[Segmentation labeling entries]

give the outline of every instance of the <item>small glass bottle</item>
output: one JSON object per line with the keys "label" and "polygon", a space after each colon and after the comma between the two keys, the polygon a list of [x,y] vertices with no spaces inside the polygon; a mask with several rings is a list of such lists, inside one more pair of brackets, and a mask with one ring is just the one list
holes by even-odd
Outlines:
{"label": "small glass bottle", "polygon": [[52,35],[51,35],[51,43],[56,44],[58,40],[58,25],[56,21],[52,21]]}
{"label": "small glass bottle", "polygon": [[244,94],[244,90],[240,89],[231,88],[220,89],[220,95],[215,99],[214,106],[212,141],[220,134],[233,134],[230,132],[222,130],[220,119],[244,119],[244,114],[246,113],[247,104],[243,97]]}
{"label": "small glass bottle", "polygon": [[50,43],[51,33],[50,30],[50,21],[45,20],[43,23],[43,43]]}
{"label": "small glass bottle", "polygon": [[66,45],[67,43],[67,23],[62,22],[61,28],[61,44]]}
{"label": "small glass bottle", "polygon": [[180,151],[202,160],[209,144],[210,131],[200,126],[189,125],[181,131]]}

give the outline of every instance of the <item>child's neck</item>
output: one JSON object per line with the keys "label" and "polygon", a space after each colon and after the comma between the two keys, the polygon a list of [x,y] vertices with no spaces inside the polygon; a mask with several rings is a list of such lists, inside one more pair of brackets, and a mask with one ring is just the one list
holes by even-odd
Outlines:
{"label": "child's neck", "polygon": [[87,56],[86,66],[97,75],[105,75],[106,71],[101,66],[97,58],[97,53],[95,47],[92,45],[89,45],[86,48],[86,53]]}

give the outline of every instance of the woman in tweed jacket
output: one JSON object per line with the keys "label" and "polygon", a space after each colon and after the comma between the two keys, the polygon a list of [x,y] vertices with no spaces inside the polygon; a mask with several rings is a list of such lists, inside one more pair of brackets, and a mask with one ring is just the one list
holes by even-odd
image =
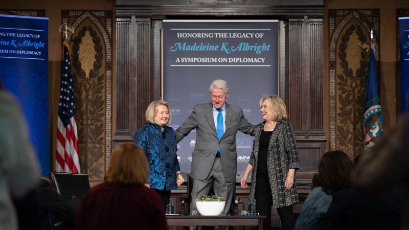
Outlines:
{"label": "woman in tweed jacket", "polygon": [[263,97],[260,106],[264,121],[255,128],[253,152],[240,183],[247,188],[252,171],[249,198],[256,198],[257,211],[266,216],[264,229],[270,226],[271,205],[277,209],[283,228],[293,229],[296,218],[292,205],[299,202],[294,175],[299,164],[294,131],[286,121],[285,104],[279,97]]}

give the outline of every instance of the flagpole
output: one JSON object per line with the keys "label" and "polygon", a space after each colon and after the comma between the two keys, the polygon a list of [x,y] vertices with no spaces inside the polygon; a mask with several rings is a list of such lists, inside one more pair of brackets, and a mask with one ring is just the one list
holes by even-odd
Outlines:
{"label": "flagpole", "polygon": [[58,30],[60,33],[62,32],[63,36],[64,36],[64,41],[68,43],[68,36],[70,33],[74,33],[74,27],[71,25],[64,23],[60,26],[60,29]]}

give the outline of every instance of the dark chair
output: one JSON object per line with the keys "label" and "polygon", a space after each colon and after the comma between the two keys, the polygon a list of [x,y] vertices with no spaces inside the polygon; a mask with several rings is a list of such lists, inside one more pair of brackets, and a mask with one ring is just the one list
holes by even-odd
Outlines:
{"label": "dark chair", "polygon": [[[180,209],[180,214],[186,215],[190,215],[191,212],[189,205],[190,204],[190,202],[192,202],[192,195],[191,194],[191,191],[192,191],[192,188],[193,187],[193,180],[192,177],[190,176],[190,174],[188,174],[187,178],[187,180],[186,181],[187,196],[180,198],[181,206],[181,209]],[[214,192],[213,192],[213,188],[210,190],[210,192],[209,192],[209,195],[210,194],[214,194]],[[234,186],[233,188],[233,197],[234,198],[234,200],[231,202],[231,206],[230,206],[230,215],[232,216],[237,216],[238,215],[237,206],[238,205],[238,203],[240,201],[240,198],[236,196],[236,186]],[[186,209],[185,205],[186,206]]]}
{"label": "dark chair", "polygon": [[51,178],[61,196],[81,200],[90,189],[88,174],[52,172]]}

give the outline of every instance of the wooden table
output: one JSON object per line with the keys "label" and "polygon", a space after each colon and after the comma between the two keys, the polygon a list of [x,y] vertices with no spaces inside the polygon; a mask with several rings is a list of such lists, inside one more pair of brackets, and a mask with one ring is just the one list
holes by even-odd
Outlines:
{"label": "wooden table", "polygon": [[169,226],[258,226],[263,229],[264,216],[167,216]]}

(OBJECTIVE) Count the lines above that contain the string "wooden", and reply with only that number.

(PROBLEM SOLUTION) 2